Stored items
--- START ---

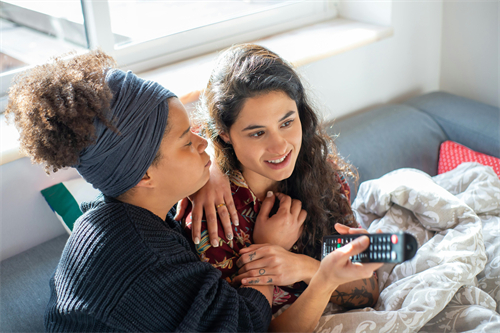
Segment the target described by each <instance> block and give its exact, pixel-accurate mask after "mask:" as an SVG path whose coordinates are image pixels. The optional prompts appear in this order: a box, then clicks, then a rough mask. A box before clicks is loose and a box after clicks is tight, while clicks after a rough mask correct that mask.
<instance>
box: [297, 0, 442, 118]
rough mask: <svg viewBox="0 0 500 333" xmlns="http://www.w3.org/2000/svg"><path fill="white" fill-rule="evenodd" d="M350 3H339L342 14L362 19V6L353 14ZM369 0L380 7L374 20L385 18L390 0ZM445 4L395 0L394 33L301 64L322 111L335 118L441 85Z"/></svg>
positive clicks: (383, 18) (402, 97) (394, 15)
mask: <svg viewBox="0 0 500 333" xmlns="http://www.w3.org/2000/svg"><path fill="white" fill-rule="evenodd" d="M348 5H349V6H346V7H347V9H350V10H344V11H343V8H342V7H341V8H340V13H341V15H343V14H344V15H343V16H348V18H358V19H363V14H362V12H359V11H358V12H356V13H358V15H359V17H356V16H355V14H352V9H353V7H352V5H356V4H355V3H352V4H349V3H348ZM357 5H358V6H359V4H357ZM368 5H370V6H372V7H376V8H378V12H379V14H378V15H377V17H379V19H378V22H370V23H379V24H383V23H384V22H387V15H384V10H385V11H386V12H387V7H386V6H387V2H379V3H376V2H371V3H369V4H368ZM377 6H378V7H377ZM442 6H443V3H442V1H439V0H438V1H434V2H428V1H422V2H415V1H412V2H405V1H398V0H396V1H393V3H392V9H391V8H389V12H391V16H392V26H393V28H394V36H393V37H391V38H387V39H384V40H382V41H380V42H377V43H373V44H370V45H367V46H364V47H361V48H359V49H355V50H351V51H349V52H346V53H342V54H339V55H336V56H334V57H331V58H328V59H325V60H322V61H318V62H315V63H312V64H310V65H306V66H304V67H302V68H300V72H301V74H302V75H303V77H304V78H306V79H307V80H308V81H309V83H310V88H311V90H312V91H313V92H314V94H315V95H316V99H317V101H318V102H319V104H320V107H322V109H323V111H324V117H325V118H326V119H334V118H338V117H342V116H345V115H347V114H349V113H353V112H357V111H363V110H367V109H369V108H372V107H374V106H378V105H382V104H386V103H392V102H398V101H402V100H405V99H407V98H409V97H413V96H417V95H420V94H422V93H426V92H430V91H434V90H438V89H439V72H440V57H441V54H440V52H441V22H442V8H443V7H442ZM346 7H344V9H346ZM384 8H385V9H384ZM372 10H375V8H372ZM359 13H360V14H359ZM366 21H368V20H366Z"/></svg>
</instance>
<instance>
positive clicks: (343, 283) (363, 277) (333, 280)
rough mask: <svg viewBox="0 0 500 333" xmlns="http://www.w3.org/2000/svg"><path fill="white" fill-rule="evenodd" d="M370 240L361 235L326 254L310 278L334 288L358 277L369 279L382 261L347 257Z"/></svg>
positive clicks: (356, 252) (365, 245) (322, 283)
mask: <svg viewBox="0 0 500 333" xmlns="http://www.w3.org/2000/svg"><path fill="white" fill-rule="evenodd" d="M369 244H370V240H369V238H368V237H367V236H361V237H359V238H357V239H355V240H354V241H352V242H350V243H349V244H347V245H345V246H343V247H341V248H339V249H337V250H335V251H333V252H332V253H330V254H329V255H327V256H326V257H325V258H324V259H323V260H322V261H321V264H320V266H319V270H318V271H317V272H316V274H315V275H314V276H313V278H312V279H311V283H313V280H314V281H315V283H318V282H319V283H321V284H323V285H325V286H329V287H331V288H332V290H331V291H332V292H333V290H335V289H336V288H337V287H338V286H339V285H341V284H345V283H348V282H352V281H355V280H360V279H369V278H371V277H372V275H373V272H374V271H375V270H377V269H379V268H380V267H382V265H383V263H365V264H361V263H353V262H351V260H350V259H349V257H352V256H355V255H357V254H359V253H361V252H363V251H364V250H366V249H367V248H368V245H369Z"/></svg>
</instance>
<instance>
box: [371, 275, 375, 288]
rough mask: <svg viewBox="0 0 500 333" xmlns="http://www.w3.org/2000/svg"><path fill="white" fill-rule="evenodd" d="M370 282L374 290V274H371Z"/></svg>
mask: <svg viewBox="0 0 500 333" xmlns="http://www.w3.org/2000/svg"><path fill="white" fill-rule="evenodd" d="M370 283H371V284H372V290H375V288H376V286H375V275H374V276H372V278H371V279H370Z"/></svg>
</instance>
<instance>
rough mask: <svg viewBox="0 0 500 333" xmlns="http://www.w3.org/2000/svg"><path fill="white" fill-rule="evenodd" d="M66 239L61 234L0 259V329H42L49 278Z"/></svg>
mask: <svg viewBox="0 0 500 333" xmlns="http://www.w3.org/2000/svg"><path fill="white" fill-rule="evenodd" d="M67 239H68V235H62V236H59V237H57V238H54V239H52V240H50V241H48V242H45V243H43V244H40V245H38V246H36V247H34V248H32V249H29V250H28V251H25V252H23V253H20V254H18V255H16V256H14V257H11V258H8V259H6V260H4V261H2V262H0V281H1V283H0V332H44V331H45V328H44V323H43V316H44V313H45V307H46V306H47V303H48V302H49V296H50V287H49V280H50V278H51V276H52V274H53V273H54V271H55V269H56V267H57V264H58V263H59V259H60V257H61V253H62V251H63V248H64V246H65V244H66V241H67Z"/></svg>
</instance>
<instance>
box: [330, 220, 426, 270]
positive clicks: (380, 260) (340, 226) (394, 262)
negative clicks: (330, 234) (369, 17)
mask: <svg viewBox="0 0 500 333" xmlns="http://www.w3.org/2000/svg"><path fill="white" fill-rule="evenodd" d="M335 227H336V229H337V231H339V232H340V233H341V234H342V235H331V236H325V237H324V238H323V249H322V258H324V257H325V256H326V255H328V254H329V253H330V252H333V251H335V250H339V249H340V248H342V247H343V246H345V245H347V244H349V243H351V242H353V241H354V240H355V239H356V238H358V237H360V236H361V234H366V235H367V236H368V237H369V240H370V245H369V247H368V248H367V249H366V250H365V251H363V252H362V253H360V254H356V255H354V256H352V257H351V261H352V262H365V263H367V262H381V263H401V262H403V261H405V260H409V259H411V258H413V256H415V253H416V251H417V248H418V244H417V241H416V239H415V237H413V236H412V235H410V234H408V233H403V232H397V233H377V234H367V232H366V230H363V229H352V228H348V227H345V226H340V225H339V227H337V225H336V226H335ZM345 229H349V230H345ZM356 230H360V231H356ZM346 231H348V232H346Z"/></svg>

--- END ---
--- START ---

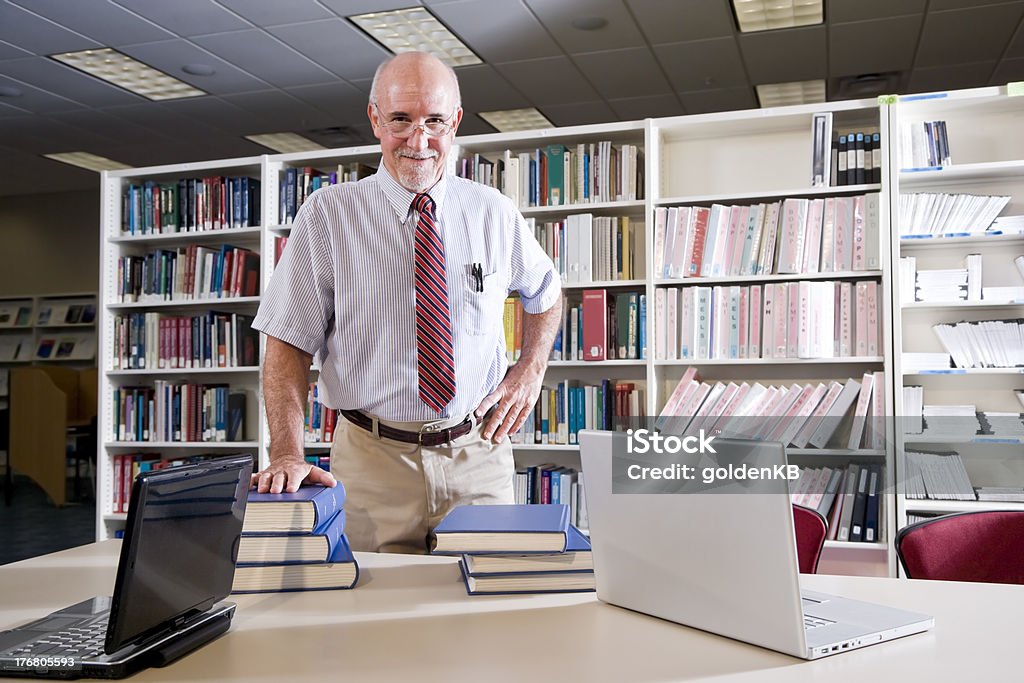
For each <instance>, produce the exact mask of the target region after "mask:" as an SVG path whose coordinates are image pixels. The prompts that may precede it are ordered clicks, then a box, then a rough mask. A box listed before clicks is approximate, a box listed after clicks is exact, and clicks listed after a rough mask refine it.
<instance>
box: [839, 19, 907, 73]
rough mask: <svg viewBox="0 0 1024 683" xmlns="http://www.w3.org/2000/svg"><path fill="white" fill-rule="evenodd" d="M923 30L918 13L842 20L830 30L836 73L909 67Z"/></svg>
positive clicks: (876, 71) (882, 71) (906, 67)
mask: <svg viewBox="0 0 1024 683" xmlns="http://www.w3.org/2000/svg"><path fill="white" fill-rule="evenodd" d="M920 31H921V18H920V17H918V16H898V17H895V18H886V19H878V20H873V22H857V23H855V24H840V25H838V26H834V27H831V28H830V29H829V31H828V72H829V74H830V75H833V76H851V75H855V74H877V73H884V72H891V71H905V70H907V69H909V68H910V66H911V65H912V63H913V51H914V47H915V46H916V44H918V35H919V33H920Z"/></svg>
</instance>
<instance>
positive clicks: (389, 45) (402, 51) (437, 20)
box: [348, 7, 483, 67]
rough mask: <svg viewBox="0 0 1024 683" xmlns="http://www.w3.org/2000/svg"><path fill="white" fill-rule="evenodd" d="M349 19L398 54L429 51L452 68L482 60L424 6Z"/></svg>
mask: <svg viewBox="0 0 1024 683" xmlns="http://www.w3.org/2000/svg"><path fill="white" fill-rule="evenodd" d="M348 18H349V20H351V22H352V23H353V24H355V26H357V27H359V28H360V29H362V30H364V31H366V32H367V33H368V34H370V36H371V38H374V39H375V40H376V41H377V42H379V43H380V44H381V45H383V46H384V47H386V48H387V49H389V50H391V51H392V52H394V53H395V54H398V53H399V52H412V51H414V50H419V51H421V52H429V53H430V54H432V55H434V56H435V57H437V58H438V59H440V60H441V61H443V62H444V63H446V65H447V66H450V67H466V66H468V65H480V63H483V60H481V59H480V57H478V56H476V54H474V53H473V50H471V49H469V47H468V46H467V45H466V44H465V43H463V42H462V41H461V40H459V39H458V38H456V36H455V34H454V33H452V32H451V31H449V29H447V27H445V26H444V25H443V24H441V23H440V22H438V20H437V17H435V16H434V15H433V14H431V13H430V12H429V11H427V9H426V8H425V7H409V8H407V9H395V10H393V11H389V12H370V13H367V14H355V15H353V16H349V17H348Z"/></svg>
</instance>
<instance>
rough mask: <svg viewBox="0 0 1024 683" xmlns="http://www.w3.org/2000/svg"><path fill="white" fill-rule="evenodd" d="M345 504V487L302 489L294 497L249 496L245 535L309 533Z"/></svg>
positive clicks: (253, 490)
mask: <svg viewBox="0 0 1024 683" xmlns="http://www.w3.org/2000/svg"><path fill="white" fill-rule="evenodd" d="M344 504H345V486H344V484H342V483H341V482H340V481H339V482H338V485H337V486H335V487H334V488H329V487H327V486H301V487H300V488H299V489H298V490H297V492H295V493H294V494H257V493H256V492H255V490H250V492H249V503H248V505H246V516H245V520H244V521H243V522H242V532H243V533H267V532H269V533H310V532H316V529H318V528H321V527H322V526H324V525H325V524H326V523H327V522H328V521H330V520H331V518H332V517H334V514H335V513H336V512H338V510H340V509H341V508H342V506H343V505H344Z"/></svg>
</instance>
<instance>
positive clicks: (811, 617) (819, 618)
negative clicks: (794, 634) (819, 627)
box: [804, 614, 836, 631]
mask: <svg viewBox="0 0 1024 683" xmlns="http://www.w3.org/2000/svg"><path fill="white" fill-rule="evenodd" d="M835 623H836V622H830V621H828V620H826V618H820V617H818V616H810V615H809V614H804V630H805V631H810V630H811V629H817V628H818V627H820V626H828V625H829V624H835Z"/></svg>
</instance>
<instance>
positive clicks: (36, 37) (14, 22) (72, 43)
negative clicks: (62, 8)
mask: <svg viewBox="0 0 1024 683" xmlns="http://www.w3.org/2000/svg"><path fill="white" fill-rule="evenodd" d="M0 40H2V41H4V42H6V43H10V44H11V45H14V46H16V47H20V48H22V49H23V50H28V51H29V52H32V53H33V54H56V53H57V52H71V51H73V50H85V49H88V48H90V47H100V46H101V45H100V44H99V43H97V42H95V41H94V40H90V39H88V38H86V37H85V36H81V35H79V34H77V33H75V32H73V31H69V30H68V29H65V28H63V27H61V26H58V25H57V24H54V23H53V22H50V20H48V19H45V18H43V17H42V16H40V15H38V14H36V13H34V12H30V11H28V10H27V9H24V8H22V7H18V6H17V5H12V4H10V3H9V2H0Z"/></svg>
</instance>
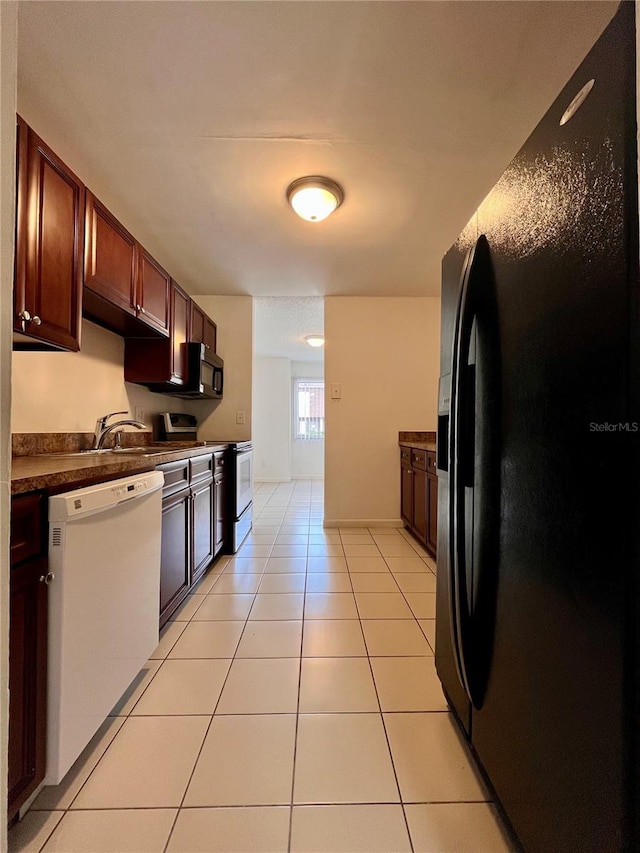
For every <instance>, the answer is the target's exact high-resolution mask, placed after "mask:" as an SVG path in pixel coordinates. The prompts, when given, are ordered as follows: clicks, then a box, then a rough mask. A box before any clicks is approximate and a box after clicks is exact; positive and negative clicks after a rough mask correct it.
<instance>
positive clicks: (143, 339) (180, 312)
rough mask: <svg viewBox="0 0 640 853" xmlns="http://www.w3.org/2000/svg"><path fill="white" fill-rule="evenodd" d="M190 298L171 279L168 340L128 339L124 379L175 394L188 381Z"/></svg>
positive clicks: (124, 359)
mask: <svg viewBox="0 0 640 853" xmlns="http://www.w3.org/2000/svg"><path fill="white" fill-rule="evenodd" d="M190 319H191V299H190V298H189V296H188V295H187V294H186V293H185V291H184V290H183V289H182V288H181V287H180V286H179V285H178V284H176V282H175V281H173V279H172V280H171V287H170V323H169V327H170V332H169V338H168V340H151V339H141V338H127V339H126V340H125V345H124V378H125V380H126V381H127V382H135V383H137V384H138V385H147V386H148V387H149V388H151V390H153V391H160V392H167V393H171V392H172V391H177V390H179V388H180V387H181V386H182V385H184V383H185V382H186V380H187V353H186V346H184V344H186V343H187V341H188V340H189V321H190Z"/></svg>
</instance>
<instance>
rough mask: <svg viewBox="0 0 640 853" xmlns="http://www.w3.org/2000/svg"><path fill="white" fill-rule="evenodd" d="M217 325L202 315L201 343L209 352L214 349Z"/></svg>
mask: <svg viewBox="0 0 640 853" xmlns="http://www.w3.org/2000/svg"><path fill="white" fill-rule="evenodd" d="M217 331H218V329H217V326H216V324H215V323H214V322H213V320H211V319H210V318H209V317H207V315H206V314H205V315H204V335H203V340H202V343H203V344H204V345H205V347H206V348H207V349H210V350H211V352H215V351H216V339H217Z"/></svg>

--- END ---
--- START ---

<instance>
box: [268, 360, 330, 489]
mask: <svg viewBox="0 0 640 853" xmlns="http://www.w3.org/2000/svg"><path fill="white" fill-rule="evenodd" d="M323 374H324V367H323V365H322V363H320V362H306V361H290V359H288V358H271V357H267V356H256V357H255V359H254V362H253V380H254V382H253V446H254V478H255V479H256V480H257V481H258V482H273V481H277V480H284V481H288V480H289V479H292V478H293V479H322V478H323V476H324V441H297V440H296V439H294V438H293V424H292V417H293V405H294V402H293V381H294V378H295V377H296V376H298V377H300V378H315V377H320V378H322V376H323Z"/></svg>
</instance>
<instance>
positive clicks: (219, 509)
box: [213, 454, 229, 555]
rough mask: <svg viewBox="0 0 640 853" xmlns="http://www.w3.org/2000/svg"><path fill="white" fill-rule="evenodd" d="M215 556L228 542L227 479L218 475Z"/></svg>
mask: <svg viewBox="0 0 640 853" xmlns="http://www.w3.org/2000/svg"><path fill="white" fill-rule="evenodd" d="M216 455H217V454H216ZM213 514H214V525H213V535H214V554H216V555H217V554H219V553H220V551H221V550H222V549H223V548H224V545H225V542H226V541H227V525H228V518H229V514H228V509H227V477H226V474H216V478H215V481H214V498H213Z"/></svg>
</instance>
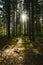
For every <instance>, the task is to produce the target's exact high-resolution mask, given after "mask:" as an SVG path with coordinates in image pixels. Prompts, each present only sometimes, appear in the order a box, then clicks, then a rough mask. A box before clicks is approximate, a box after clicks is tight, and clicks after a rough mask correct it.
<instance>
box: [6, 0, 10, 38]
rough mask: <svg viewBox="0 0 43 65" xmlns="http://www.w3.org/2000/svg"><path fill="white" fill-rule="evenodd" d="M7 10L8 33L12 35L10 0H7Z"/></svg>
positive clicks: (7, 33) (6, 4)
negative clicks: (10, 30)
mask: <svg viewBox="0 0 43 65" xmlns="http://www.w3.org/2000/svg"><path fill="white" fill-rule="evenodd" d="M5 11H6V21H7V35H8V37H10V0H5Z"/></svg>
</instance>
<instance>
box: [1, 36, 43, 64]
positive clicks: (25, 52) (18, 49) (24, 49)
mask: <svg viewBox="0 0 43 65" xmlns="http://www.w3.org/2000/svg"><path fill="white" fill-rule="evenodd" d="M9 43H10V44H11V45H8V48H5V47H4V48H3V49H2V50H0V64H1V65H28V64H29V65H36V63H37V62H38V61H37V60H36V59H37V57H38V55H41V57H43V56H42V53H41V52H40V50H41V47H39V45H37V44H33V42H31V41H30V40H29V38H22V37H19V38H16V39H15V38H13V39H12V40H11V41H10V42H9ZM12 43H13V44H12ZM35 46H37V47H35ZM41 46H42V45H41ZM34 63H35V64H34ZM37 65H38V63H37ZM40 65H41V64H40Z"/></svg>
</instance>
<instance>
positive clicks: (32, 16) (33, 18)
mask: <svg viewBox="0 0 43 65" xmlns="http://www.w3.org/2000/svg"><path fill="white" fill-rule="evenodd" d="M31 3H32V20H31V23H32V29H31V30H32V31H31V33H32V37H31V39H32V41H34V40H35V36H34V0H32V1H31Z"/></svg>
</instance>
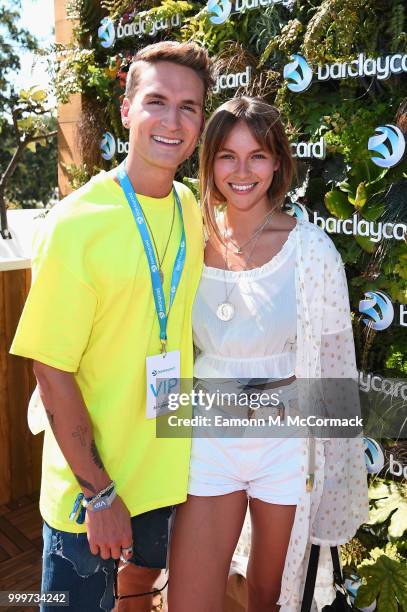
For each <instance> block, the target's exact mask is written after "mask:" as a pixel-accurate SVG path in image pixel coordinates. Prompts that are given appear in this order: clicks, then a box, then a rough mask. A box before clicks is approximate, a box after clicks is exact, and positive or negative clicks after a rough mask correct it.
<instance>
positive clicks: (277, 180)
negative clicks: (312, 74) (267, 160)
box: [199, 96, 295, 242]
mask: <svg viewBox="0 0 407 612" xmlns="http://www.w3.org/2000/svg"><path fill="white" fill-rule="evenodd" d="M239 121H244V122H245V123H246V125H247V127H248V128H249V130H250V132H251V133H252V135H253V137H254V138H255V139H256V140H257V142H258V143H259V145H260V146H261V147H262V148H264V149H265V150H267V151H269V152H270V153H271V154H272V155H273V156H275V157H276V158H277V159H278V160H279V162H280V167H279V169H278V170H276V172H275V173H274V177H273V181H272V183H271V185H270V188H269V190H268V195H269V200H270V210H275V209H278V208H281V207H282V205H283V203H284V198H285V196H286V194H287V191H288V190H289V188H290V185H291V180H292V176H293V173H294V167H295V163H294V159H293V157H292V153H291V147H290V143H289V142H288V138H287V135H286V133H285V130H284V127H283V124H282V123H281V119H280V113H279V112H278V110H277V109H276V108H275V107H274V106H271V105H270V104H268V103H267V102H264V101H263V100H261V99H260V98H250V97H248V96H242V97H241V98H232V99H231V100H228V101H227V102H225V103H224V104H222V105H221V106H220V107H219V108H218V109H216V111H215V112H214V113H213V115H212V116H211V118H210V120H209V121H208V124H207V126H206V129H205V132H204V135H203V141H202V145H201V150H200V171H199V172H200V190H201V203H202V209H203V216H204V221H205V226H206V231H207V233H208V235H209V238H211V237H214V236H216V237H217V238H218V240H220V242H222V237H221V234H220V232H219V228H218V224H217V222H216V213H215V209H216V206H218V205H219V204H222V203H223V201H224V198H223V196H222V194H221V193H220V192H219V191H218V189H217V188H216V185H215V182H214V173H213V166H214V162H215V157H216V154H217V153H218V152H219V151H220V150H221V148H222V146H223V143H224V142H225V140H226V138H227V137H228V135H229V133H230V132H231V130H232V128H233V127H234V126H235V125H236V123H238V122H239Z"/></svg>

--- END ---

§ Exercise
After reading the records above, give the number of lines that include "tight", and add nothing else.

§ Answer to this problem
2